**WHAT TO WORK ON**.
- a) In the passage on expertise location systems, do the following statements agree with it? (i) The DOC Insider was bought from a company based in Bellevue, Washington. (ii) Anderson forwarded his query to all 80 people the system listed. (iii) The Commercial Service held 165,000 counseling sessions in fiscal 2003. For each, answer yes or no and quote the deciding words.
- b) According to the passage on expertise location systems, how many man hours has the DOC Insider saved the department during its first nine months?
- c) Carry on the passage on expertise location systems from its final sentence.

**GIVEN PASSAGE**.
★ ★ ★ ★ ★ ★ ★
On a Tuesday afternoon last May, Brad Anderson found himself stumped. As an international trade specialist for the U.S. Commercial Service division at the Department of Commerce, it's Anderson's job to help American corporations conduct business overseas. But when a U.S.-based software company called with a question, he didn't know what to advise. The company wanted to close a deal with a customer in Poland, but the buyer wanted to charge the U.S. company a 20 percent withholding tax, a tax it attributed to Poland's recent admission into the European Union. Was the tax legitimate?
To find out, Anderson turned to the DOC Insider, an expertise location system that the department had recently purchased from Bellevue, Wash.-based AskMe Corp. After typing in his question, Anderson first found some documents that were related to his query, but they didn't explain the EU tax code completely. Anderson next asked the system to search the 1,700-strong Commercial Service for a real "live" expert, and, within seconds, he was given a list of 80 people in the department who might be able to help him. Of those, he chose the six people he felt were most qualified and then forwarded his query.
Before the DOC Insider was in place, Anderson says, it would have taken him about three days to answer the same question. "You have to make a million phone calls and deal with time zones," he says. Thanks to the expertise location system, however, he had three responses within minutes, a complete answer within an hour, and the sale went through the following morning. Anderson estimates that he now uses the system for roughly 40 percent of the work he does.
The DOC Insider is an invaluable tool, Anderson says, and it's helping his division meet its mandate. In 2002, the organization conducted 150,000 counseling sessions with U.S. companies and helped orchestrate more than $23 billion in business. In fiscal 2003, those figures increased to 165,000 and $34 billion, respectively—and demand has continued to grow in 2004. The DoC won't say how much of its increased business the DOC Insider supports, but program director Laura McCall thinks the tool is vital enough to provide to other units at the agency. In the nine months the system has been in place, she says, it has saved her department more than 1,000 man hours.
Nor is the DoC alone in having success with an expertise location system, or ELS. Thanks to greater bandwidth, plummeting storage costs and new tools such as enterprise instant messaging, companies large and small—from consumer package goods manufacturers to pharmaceutical companies to law firms—are turning to ELS to help foster collaboration and knowledge sharing. There's even talk that ELS might redeem investments in knowledge management.
For the most part, knowledge-management databases have depended heavily on employees to volunteer data. These repositories also lacked management and workflow processes needed to support the system and keep it up to date. What's more, there was no way to find information unless you already had a good idea of what you were looking for. Databases relied on simple keyword searching of documents, and little else. In short, before you could search effectively, you had to know where to search. ELS, on the other hand, lets employees find and connect with colleagues—whether they're across the country or across the room—to solve critical business problems, and it can identify potential experts even if they haven't recently updated their skills profile in a database.
★ ★ ★ ★ ★ ★ ★
Stored entries:
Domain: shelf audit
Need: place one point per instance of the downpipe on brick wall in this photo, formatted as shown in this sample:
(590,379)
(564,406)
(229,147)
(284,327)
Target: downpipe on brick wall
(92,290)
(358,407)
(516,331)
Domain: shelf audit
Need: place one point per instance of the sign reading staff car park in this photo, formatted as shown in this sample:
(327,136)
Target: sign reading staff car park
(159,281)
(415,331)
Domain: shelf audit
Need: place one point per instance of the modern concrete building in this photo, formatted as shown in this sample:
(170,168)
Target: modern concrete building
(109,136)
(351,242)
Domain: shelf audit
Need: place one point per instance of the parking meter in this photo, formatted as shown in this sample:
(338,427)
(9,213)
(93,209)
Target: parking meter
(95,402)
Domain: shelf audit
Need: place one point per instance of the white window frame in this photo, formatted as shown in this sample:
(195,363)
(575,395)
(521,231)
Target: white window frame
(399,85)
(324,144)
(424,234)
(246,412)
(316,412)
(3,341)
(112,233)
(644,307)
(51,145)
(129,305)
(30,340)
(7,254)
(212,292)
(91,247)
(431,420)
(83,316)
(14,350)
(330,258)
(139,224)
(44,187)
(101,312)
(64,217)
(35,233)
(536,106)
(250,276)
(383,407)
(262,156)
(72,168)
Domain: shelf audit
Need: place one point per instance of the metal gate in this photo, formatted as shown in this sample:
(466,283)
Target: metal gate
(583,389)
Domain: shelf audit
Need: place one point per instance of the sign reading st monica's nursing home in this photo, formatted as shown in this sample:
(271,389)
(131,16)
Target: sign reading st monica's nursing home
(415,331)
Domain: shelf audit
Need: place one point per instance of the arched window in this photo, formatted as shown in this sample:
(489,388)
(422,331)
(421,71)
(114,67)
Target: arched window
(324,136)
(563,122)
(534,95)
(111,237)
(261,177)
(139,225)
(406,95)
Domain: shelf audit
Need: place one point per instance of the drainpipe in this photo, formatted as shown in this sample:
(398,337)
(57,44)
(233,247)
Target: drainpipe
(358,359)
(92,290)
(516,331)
★ ★ ★ ★ ★ ★ ★
**EXERCISE ANSWERS**.
- a)
(i) Yes: "the department had recently purchased from Bellevue, Wash.-based AskMe Corp."
(ii) No: "Of those, he chose the six people he felt were most qualified and then forwarded his query."
(iii) Yes: "In fiscal 2003, those figures increased to 165,000 and $34 billion, respectively"

- b) More than 1,000 man hours.

- c)
Think of it as a dynamic company directory: a search engine that lets you ask a question and then hunts down the right person to answer it for you, instantly. The software trawls through your company's e-mails and documents, looking for specific search phrases to determine who's most knowledgeable about certain topics. From that data, the software decides who's the best person to ask and automatically contacts that person. Once the query has been answered, the software logs the information and adds it to its ever-growing knowledge database. This way, if the same question is asked again, the expert won't have to answer it a second time.
If that doesn't sound all that new, well strictly speaking, it isn't. ELS has been around for a few years. But, as they say, it's all in the execution, and ELS has been getting renewed attention of late as companies looking to improve business process management report compelling results. In fact, Forrester Research Inc. only recently began tracking the space formally. And while niche vendors such as Tacit Knowledge Systems Inc., AskMe, Participate Systems Inc. and Entopia Inc. are leading the way, major players such as IBM Corp. and PeopleSoft Inc. are sharpening the expertise location systems in their toolboxes, too.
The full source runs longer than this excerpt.